-- Start --

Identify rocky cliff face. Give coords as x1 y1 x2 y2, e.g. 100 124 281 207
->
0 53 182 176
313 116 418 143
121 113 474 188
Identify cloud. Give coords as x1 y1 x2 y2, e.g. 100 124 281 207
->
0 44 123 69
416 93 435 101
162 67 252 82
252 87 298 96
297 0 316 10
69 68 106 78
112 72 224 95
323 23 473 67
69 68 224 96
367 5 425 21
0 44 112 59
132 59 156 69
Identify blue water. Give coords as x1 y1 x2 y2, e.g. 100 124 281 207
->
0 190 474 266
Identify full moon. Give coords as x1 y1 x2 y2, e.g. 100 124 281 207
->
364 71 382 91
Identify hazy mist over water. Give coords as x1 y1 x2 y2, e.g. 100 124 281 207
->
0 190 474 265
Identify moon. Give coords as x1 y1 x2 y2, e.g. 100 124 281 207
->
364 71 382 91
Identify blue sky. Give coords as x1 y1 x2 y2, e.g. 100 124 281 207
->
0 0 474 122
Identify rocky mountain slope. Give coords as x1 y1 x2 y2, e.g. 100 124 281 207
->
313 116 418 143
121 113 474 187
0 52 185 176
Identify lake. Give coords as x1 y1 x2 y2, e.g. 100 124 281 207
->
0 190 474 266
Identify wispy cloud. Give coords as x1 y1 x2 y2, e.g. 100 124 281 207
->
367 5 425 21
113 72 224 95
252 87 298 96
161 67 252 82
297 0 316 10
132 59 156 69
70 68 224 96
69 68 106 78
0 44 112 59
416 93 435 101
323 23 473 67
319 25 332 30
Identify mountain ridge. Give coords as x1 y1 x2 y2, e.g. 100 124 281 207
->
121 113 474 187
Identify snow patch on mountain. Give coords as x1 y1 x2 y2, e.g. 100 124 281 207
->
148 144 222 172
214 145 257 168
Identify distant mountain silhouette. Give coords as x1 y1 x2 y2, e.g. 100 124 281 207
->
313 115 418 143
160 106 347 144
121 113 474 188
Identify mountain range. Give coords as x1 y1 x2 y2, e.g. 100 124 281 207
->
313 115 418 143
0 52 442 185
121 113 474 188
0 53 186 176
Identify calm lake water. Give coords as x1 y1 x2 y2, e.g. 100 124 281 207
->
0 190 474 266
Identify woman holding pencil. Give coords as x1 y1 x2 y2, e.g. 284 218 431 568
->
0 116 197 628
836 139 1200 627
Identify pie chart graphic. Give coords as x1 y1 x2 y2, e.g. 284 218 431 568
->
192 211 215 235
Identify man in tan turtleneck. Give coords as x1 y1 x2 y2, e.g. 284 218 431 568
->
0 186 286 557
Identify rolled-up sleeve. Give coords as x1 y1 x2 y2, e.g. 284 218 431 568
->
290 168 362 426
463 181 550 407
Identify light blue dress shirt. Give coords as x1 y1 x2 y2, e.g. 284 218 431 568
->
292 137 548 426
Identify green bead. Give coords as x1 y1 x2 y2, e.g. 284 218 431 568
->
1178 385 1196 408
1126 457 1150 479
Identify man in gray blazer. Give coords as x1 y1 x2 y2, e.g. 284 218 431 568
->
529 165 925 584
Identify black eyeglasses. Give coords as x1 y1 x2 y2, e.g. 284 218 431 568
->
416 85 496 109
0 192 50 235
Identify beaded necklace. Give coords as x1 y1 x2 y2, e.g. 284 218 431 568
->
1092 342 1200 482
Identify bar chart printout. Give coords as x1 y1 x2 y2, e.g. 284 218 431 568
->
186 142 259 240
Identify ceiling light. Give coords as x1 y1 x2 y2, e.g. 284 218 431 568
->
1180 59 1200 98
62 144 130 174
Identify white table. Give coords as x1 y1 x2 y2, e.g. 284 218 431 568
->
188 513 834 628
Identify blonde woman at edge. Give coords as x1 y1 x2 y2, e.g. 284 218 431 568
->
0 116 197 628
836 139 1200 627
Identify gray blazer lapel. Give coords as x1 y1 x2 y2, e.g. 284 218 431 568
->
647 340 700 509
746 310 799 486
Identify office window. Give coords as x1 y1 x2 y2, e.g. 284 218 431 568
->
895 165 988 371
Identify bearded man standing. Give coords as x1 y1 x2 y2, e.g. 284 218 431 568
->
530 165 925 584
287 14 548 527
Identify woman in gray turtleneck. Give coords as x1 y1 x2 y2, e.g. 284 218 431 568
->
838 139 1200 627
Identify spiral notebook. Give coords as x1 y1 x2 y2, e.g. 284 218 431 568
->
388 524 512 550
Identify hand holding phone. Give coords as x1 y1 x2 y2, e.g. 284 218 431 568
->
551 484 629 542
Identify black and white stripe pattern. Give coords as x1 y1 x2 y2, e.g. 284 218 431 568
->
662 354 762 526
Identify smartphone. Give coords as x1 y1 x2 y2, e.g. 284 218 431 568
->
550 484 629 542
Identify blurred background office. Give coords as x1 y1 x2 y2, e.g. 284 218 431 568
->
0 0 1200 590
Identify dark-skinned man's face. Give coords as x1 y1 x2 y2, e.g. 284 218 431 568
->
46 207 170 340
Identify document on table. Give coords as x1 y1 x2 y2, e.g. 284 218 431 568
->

-- End --

## REQUIRED TASK
Please add 70 to every coordinate in the answers and write the lines out again with their requests. Begin at the line that has "Identify woman in", continue through the end of the records, and give only those lines.

## COMPLETED EXERCISE
Identify woman in gray turtleneck. Give coords as x1 y1 x2 y2, e.g. 284 218 431 568
->
908 209 1270 697
Identify spiral notebook. Give coords as x1 y1 x2 y2, e.g. 284 218 431 568
->
458 594 582 620
Identify hand holding phone. Give coords as x1 y1 x2 y2, e.g. 284 218 431 568
->
621 554 699 612
Identify black and white stripe pattern. Give coords as x1 y1 x2 y2, e.g. 284 218 431 568
->
732 424 832 596
Identify smartphone. Give coords as x1 y1 x2 y2, e.g. 284 218 431 568
->
620 554 699 612
Identify blurred background office. Give coords as x1 y1 x2 y2, e.g. 284 218 431 568
->
70 70 1270 660
Identify dark-skinned man's face. Give coords as x1 y1 x2 y2, e.g. 284 218 431 568
->
116 277 240 410
Identify document on table. Give coords as x1 y1 x2 y2, e.g. 284 218 431 568
->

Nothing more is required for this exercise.